#### ACTIVITY:
For the records below, tally the lines that include the word "ceiling" and report the number alone.

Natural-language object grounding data

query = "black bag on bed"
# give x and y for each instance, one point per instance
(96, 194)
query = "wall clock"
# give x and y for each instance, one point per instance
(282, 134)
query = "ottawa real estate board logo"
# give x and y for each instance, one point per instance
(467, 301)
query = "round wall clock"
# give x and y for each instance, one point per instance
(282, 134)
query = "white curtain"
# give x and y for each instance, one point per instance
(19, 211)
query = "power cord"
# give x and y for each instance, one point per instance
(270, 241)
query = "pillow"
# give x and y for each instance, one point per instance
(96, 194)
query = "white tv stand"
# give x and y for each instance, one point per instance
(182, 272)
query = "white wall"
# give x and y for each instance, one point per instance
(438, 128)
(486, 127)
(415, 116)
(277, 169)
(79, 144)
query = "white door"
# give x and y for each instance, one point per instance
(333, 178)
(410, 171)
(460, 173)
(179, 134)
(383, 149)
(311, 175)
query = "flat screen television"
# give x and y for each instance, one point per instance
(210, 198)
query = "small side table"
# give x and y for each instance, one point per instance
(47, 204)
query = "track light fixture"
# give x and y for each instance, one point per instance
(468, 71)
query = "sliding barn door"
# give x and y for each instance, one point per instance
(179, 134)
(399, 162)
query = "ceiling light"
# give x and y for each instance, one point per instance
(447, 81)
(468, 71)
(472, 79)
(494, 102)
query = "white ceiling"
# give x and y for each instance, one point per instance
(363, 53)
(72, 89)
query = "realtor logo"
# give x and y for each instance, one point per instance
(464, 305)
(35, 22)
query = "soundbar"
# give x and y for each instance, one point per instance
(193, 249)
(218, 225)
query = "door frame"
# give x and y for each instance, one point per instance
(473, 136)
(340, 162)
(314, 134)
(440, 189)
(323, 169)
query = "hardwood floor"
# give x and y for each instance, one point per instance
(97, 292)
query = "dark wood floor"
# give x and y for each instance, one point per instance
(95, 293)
...
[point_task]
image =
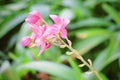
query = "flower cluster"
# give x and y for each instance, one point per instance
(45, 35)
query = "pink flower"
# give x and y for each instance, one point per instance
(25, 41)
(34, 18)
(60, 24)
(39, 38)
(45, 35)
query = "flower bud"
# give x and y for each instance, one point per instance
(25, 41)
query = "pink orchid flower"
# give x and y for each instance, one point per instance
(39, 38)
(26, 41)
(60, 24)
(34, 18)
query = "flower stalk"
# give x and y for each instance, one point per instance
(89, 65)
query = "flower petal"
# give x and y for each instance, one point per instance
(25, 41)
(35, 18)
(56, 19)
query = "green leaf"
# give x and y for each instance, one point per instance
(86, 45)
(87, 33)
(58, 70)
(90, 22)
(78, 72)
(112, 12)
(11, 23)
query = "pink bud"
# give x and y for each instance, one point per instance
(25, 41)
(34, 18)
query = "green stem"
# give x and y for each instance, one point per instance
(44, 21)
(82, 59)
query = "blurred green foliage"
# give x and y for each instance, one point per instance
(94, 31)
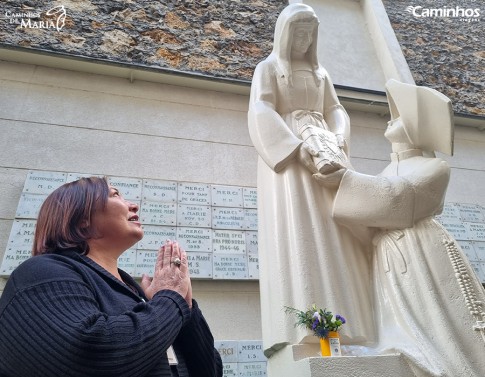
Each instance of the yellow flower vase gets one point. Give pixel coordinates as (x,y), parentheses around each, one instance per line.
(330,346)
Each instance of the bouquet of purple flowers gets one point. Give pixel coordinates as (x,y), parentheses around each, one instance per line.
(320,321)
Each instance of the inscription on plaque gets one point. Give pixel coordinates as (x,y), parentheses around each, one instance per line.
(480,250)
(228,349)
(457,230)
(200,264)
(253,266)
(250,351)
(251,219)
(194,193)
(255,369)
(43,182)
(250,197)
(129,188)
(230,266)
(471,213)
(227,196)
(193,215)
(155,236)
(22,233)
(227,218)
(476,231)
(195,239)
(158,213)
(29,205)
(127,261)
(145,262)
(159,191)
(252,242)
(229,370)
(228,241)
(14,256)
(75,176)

#### WRITTEN SOLUTION:
2